» Required action
Restate every line of the data word for word, except for the images.

» Input material

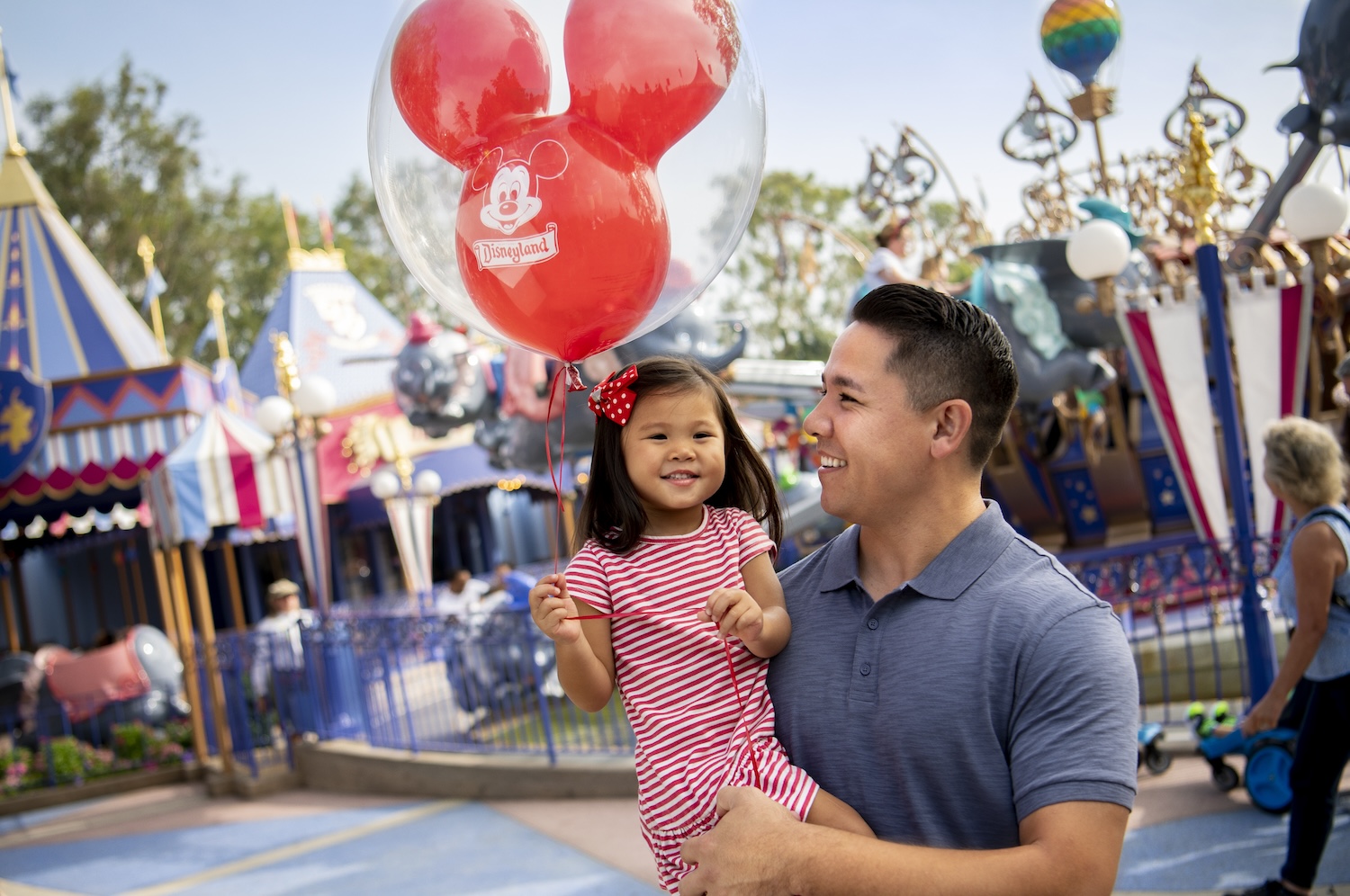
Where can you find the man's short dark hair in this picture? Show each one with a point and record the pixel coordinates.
(947, 348)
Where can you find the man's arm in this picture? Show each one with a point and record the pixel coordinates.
(760, 849)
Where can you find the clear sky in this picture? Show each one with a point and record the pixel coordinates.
(283, 86)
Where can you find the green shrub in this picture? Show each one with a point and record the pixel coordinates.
(129, 741)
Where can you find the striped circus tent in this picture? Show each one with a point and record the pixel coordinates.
(226, 474)
(61, 315)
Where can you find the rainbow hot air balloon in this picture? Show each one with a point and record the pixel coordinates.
(1077, 35)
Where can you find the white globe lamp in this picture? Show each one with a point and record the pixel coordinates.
(315, 397)
(1098, 253)
(1314, 212)
(385, 485)
(275, 416)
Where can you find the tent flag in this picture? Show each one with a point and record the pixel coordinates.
(1166, 345)
(1271, 372)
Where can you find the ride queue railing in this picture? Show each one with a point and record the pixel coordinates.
(1180, 606)
(394, 675)
(413, 680)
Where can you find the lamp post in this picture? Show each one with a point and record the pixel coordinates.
(1098, 251)
(1196, 193)
(410, 501)
(294, 418)
(1314, 215)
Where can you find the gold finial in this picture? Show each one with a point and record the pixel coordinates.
(288, 215)
(146, 250)
(286, 364)
(1198, 184)
(10, 130)
(216, 304)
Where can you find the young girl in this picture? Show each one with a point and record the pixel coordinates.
(675, 553)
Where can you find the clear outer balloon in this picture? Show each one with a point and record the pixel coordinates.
(1079, 35)
(556, 227)
(1099, 248)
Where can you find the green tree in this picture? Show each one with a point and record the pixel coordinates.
(118, 165)
(121, 165)
(359, 231)
(796, 266)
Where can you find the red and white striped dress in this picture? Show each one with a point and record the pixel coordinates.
(675, 682)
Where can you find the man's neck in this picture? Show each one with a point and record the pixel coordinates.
(896, 551)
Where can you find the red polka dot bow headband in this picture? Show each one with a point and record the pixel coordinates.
(613, 399)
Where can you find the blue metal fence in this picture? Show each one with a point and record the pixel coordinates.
(1182, 609)
(396, 675)
(412, 680)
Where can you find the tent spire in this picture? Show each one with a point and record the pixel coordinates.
(218, 315)
(11, 132)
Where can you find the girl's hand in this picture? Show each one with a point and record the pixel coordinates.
(734, 612)
(551, 606)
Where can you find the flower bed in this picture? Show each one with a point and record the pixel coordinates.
(67, 760)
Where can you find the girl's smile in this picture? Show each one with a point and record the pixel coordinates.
(675, 455)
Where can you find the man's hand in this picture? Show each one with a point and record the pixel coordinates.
(742, 856)
(734, 612)
(1265, 714)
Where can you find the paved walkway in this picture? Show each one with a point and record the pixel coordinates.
(1184, 837)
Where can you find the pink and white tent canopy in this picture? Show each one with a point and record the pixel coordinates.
(226, 474)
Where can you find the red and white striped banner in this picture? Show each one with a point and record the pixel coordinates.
(1166, 345)
(1272, 372)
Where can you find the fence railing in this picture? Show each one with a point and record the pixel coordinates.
(397, 675)
(1180, 606)
(416, 682)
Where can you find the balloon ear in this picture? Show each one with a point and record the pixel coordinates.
(462, 67)
(482, 175)
(548, 159)
(645, 72)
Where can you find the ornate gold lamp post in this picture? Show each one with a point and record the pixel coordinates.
(1196, 193)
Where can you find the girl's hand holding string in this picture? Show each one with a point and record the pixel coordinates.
(554, 610)
(736, 613)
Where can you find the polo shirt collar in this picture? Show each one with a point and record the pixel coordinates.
(966, 559)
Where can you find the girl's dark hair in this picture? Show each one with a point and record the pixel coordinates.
(613, 515)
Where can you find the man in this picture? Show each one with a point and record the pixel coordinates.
(464, 596)
(945, 676)
(281, 653)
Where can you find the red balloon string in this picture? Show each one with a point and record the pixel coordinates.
(555, 477)
(731, 667)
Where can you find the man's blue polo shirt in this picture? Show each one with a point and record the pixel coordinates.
(945, 712)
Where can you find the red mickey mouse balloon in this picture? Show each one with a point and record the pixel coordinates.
(561, 231)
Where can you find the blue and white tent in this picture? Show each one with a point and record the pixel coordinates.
(338, 328)
(61, 315)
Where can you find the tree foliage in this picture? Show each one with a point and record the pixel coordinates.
(121, 165)
(794, 275)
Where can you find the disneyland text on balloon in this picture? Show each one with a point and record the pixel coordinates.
(526, 250)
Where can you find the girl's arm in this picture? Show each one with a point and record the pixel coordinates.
(756, 614)
(1318, 560)
(582, 647)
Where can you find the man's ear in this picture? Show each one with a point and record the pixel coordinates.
(950, 426)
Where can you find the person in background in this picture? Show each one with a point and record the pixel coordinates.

» Output for this exercise
Where can you find the man's short dark hair in this picture? Show each one with a point and record the pixel coordinates.
(947, 348)
Where can you find the man's arm in this picture? Show each one with a point and record the pixel coordinates.
(760, 849)
Where can you find the clear sky in this picture? Show each one with a point and record the pixel coordinates.
(283, 86)
Where can you find the green shrub in this picture? Show each one with a point and record the pixel coordinates.
(129, 741)
Where can you find the striped circus tent in this picture? Show each one with a point and record the pixel coordinates.
(226, 474)
(61, 315)
Where can you find the rainbow hot air balloon in this picture? Show each one with a point and record the pixel coordinates.
(1077, 35)
Where can you find the white globe lamp in this picture? Show each one with a point and record the pixel coordinates.
(315, 397)
(1098, 253)
(1314, 212)
(385, 485)
(275, 416)
Where can you find the tent flag in this picture? Show each one with a point and record the pixel coordinates.
(1166, 345)
(1271, 372)
Where can you find the ride queue railing in this picture? Show each one with a point and record the pixel coordinates.
(1180, 606)
(394, 675)
(413, 680)
Where can you find the lamp post in this picture? Show each one with a point and record the pixel coordinates.
(1098, 251)
(1196, 193)
(410, 501)
(294, 418)
(1314, 215)
Where can you find the gold finial in this picture? Show each one with a point and record the pixel coordinates.
(288, 215)
(146, 250)
(286, 364)
(1198, 184)
(10, 130)
(216, 304)
Where can you find the young girl in this picture? Show each one with a point and record the pixel coordinates.
(675, 553)
Where can you find the clear outer balloon in this picture? Show each one with a point and record the pixel coordinates.
(1079, 35)
(556, 227)
(1099, 248)
Where can you find the green tree in this picture? Show each one with a point and record the pixel coordinates.
(118, 165)
(121, 165)
(359, 231)
(796, 266)
Where can you find the red and white striped dress in this picture? Show each one with a point and record the pixel coordinates.
(675, 682)
Where can you find the man's neck in this picture? Show each one with a point and record the pixel coordinates.
(896, 551)
Where can you find the red polka dot bow headband in this picture? Show each one with a point and record the pixel coordinates.
(613, 399)
Where can you find the blue metal fence in this picture? Show each one with a point and record the pixel coordinates.
(1182, 609)
(396, 675)
(412, 680)
Where can you find the tent spire in this picture? Show each one with a point and record the pixel coordinates.
(218, 315)
(11, 132)
Where can you find the girl's hand in this picture? Show each one with a point and record the pixel coordinates.
(734, 612)
(551, 606)
Where can you find the flower bed in this picture? Show each one with a point and record the pixel coordinates.
(67, 760)
Where can you find the girl's smile in this picture? Show each one with a point and record the pixel coordinates.
(675, 455)
Where can you find the man's hand in this picture? Show each one with a point and record the pixel coordinates.
(742, 856)
(734, 612)
(1265, 714)
Where can you find the paved walkway in this picture? Show each one with a point and record the pixel coordinates.
(1184, 837)
Where can you find the pink and white tent canopy in this picture? Show each one with a point and record the pixel coordinates.
(226, 474)
Where can you find the red and white striped banner in this picture? Show each one with a point and record the pixel coordinates.
(1166, 345)
(1272, 372)
Where can you find the fence railing in this picture? Show each one with a point and record the pixel coordinates.
(397, 675)
(1180, 606)
(416, 682)
Where can you find the balloon ear in this picture? Show each one with a point and record the pixel coordinates.
(462, 67)
(482, 175)
(548, 159)
(645, 72)
Where can you find the ornate gold lamp post in this picture? Show each one with a point and record the pixel coordinates.
(1196, 193)
Where can you find the girl's hand holding string in this picture? Show each one with a point and record the pixel coordinates.
(554, 610)
(736, 613)
Where can you find the polo shirt collar in this picture? Show each one with a point and record the pixel coordinates.
(966, 559)
Where can you find the girl's dark hair in this picture? Show each one with a point and record the pixel coordinates.
(613, 515)
Where can you find the man in this picture? Show each one with a point and record the pixel coordinates.
(464, 596)
(945, 676)
(281, 653)
Where can you find the red balloon string in this picture? Show each one with a point and record the pixel coordinates.
(555, 477)
(731, 667)
Where can you find the man's blue polo shirt in this picture? Show each one with a point and record the pixel coordinates.
(945, 712)
Where can you find the red mickey mouse balloon in this picture? Show each one with a point and record the pixel coordinates.
(561, 231)
Where can you find the blue and white tent in this picture? Show each one with a point and record the pixel coordinates.
(338, 328)
(61, 315)
Where can you find the tree foliage in this picture? Show each one with a point and record the pixel coordinates.
(121, 165)
(794, 275)
Where can you find the disneyland text on balloon in this picture? Show each one with a point and record the pixel coordinates.
(526, 250)
Where can you find the girl's arm in this picture? Show each one with a point and record the pixel coordinates.
(756, 614)
(1318, 560)
(582, 647)
Where can you find the man's ear in this picture? Show each one with a point and record the pixel coordinates.
(950, 426)
Where can you find the person in background in this picture? Show each one with a point and record the pixel coordinates.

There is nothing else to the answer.